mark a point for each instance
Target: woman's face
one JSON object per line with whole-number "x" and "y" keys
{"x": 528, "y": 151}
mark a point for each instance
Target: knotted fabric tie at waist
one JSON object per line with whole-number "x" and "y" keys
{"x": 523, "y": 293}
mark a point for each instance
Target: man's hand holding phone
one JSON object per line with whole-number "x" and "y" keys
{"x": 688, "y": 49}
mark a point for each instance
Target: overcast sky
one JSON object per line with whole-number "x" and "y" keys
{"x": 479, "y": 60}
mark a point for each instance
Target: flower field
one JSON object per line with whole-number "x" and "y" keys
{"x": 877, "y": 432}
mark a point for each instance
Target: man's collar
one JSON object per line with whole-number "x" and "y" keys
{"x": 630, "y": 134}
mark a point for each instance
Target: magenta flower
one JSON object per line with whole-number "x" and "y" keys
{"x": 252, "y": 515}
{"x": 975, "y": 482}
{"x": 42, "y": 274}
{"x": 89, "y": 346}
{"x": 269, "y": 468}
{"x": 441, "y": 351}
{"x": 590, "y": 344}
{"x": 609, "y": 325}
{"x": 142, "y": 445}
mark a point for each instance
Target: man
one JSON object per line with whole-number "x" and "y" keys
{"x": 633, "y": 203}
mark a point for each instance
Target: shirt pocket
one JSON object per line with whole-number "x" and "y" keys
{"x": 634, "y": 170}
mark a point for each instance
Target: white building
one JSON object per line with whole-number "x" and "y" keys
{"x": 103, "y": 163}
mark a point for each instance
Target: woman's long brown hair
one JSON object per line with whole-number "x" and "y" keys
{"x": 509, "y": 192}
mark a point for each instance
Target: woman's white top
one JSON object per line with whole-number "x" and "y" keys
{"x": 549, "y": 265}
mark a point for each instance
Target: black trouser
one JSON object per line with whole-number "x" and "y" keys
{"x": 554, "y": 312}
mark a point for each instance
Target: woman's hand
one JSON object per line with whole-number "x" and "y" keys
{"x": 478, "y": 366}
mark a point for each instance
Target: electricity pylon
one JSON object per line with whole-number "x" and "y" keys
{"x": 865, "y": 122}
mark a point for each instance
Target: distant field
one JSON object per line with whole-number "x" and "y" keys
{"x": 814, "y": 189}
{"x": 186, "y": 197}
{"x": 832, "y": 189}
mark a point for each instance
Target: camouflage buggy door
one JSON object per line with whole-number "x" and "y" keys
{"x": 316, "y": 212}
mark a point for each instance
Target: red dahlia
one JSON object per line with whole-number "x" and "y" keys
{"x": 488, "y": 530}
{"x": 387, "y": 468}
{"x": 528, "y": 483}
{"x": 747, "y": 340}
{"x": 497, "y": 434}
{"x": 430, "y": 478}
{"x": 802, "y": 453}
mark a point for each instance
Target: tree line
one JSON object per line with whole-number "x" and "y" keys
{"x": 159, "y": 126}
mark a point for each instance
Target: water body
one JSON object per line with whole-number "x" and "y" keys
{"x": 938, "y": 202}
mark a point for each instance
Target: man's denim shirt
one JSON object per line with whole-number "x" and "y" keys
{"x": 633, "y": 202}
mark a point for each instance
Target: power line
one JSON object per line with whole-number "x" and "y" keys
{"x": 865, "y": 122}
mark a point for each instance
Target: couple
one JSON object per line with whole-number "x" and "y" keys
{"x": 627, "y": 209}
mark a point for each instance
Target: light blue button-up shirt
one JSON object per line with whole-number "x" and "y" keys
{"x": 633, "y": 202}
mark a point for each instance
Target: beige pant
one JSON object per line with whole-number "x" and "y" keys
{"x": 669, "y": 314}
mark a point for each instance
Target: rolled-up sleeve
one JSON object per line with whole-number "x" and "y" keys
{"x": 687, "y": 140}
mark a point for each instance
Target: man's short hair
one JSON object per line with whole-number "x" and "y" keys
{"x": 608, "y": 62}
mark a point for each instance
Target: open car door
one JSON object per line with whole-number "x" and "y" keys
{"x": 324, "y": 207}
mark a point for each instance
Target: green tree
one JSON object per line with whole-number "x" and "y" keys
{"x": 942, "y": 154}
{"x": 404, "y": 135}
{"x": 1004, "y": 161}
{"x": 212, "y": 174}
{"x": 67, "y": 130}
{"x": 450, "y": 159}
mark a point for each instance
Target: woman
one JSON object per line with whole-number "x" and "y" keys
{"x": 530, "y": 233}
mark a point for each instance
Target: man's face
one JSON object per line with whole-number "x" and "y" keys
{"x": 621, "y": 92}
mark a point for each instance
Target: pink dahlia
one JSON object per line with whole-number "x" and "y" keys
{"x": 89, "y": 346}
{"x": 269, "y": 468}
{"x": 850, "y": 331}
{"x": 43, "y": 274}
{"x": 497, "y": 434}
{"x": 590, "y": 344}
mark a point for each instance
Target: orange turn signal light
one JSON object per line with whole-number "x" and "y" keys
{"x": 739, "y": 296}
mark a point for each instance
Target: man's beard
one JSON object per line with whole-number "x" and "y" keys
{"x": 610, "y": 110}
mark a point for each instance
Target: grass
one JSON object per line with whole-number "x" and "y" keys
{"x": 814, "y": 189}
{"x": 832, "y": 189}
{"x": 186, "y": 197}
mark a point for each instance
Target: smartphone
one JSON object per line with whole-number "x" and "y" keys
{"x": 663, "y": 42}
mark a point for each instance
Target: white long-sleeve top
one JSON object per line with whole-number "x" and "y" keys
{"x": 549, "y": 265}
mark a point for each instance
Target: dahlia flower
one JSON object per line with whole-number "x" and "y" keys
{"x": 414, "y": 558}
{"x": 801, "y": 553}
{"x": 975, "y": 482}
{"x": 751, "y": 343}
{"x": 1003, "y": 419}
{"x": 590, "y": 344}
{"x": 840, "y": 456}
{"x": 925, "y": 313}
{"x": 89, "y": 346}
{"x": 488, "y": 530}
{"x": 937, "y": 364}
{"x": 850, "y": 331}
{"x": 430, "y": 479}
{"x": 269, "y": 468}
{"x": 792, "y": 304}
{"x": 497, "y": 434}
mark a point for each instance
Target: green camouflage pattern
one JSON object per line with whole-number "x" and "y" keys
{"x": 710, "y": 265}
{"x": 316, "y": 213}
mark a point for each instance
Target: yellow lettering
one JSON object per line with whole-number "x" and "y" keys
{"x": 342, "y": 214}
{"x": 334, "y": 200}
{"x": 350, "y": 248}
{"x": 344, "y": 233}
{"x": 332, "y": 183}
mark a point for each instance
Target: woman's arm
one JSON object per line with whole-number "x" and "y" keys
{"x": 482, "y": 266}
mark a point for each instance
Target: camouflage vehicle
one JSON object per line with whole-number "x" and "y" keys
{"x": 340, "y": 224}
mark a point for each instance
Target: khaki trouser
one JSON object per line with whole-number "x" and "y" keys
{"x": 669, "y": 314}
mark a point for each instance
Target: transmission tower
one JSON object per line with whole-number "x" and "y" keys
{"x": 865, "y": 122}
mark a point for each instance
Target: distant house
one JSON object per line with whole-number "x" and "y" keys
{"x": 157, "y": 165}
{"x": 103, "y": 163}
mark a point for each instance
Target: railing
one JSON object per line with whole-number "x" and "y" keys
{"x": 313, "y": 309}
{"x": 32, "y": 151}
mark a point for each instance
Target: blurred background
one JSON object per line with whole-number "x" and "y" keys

================================

Exercise goal: Transcribe the full listing exactly, omitting nothing.

Result:
mark a point for each instance
Target: woman's face
one JSON object per line with whole-number "x" and "y" keys
{"x": 528, "y": 151}
mark a point for each instance
Target: knotted fabric tie at waist
one JSON object per line with whole-number "x" and "y" keys
{"x": 523, "y": 293}
mark a point for each instance
Target: man's hand holding phone
one JSON object per line with whole-number "x" and "y" keys
{"x": 688, "y": 49}
mark a point for each instance
Target: overcast sky
one JSON object per line with whole-number "x" and "y" keys
{"x": 479, "y": 60}
mark a point for each instance
Target: flower field
one JSON object per line with whole-number "x" and "y" keys
{"x": 877, "y": 432}
mark a point for each instance
Target: man's collar
one JSON object per line with whole-number "x" and "y" keys
{"x": 630, "y": 134}
mark a point for each instance
Target: magenta flower
one JSON object per line with whole-number "x" and "y" keys
{"x": 252, "y": 515}
{"x": 975, "y": 482}
{"x": 42, "y": 274}
{"x": 89, "y": 346}
{"x": 269, "y": 468}
{"x": 441, "y": 351}
{"x": 590, "y": 344}
{"x": 609, "y": 325}
{"x": 142, "y": 445}
mark a point for each instance
Target: man
one JSON object per line with whole-number "x" and "y" keys
{"x": 633, "y": 203}
mark a point for each instance
Target: shirt pocket
one JSON object per line with whole-number "x" and "y" keys
{"x": 634, "y": 170}
mark a point for each instance
Target: white building
one JSON object per line with whole-number "x" and "y" keys
{"x": 103, "y": 163}
mark a point for each instance
Target: woman's long brown hair
one JSON object per line with whole-number "x" and "y" keys
{"x": 509, "y": 192}
mark a point for each instance
Target: woman's white top
one JSON object per line with whole-number "x" and "y" keys
{"x": 549, "y": 265}
mark a point for each instance
Target: black trouser
one JSON object per line with whole-number "x" and "y" keys
{"x": 554, "y": 312}
mark a point for each instance
Target: woman's hand
one JSON object per line with whole-number "x" and "y" keys
{"x": 478, "y": 366}
mark a point for each instance
Target: electricity pylon
one JSON object per line with whole-number "x" and "y" keys
{"x": 865, "y": 122}
mark a point for each instance
Target: distant field
one JSON object per line with whole-number "x" and "y" keys
{"x": 814, "y": 189}
{"x": 186, "y": 197}
{"x": 832, "y": 189}
mark a point for each instance
Target: camouflage buggy door
one JSON object per line with whole-number "x" and "y" keys
{"x": 316, "y": 212}
mark a point for each instance
Target: red dahlia
one JSON object per line with whole-number "x" and "y" keys
{"x": 488, "y": 530}
{"x": 387, "y": 468}
{"x": 528, "y": 483}
{"x": 747, "y": 340}
{"x": 497, "y": 434}
{"x": 430, "y": 478}
{"x": 802, "y": 453}
mark a point for each instance
Target: tree line
one JSON object per line with whole-number "x" and "y" keys
{"x": 159, "y": 126}
mark a point for each instance
Target: water body
one JSON object per line with whole-number "x" and "y" keys
{"x": 938, "y": 202}
mark a point for each instance
Target: man's denim shirt
one JSON object per line with whole-number "x" and "y" keys
{"x": 633, "y": 202}
mark a point for each instance
Target: power line
one JSON object per line with whole-number "x" and "y" keys
{"x": 865, "y": 122}
mark a point for each instance
Target: couple
one JSON object per line with whole-number "x" and "y" keys
{"x": 627, "y": 209}
mark a point for each instance
Target: light blue button-up shirt
one JSON object per line with whole-number "x" and "y" keys
{"x": 633, "y": 202}
mark a point for each instance
Target: beige pant
one JSON object per line with whole-number "x" and "y" keys
{"x": 669, "y": 314}
mark a point for each instance
Target: rolled-up sleeve
one JSON object per line with whole-number "x" and "y" keys
{"x": 687, "y": 140}
mark a point for each instance
Target: man's short hair
one JSON object per line with whole-number "x" and "y" keys
{"x": 608, "y": 62}
mark a point for each instance
Target: open car door
one JSON object per line with whole-number "x" and "y" keys
{"x": 324, "y": 207}
mark a point for each instance
Target: green tree
one JSON object per line with whole-number "x" and "y" keys
{"x": 942, "y": 154}
{"x": 404, "y": 135}
{"x": 1004, "y": 161}
{"x": 212, "y": 174}
{"x": 67, "y": 130}
{"x": 450, "y": 159}
mark a point for each instance
Target: woman
one JSON object per line with whole-number "x" and "y" keys
{"x": 530, "y": 233}
mark a point for each instance
Target: man's face
one JSON object per line with whole-number "x" and "y" keys
{"x": 621, "y": 92}
mark a point for each instance
Target: pink dahlia
one JSON object per line with whole-number "x" and "y" keys
{"x": 89, "y": 346}
{"x": 269, "y": 468}
{"x": 850, "y": 331}
{"x": 43, "y": 274}
{"x": 497, "y": 434}
{"x": 590, "y": 344}
mark a point for each instance
Target: orange turn signal light
one JSON object per line with whole-number "x" and "y" keys
{"x": 739, "y": 296}
mark a point for each instance
Target: man's beard
one JSON object per line with whole-number "x" and "y" keys
{"x": 610, "y": 110}
mark a point for each instance
Target: grass
one JSON object per line with whole-number "x" and "y" keys
{"x": 814, "y": 189}
{"x": 832, "y": 189}
{"x": 186, "y": 197}
mark a point for each instance
Target: smartphone
one JSON object per line with whole-number "x" and "y" keys
{"x": 663, "y": 42}
mark a point for each instance
Target: white long-sleeve top
one JSON object per line with whole-number "x" and "y" keys
{"x": 549, "y": 265}
mark a point for each instance
Target: dahlia flower
one JSON object per line with whole-number "x" and "y" keys
{"x": 414, "y": 558}
{"x": 801, "y": 553}
{"x": 975, "y": 482}
{"x": 751, "y": 343}
{"x": 1003, "y": 419}
{"x": 590, "y": 344}
{"x": 840, "y": 456}
{"x": 925, "y": 313}
{"x": 89, "y": 346}
{"x": 488, "y": 530}
{"x": 937, "y": 364}
{"x": 850, "y": 331}
{"x": 430, "y": 479}
{"x": 269, "y": 468}
{"x": 792, "y": 304}
{"x": 497, "y": 434}
mark a point for each instance
Target: green camouflage pattern
one JSON object per line with whole-number "x" and "y" keys
{"x": 710, "y": 265}
{"x": 316, "y": 213}
mark a point for each instance
Target: yellow lettering
one JSON object per line with whole-number "x" and "y" keys
{"x": 342, "y": 214}
{"x": 334, "y": 200}
{"x": 350, "y": 248}
{"x": 344, "y": 233}
{"x": 332, "y": 183}
mark a point for each instance
Target: woman's arm
one JSON object per line with whole-number "x" and "y" keys
{"x": 482, "y": 266}
mark a point for each instance
Target: camouflage vehicle
one JSON object per line with whole-number "x" and "y" keys
{"x": 340, "y": 224}
mark a point for each instance
Target: khaki trouser
one JSON object per line with whole-number "x" and "y" keys
{"x": 669, "y": 314}
mark a point for each instance
Target: transmission tower
one JSON object per line with whole-number "x" and "y" keys
{"x": 865, "y": 122}
mark a point for each instance
Target: distant house
one JSON object per line with whole-number "x" and "y" keys
{"x": 157, "y": 165}
{"x": 103, "y": 163}
mark a point for each instance
Target: railing
one JSON object per line with whole-number "x" and "y" keys
{"x": 313, "y": 309}
{"x": 32, "y": 151}
mark a point for each instance
Target: blurred background
one JSON object per line with whole-number "x" and "y" keys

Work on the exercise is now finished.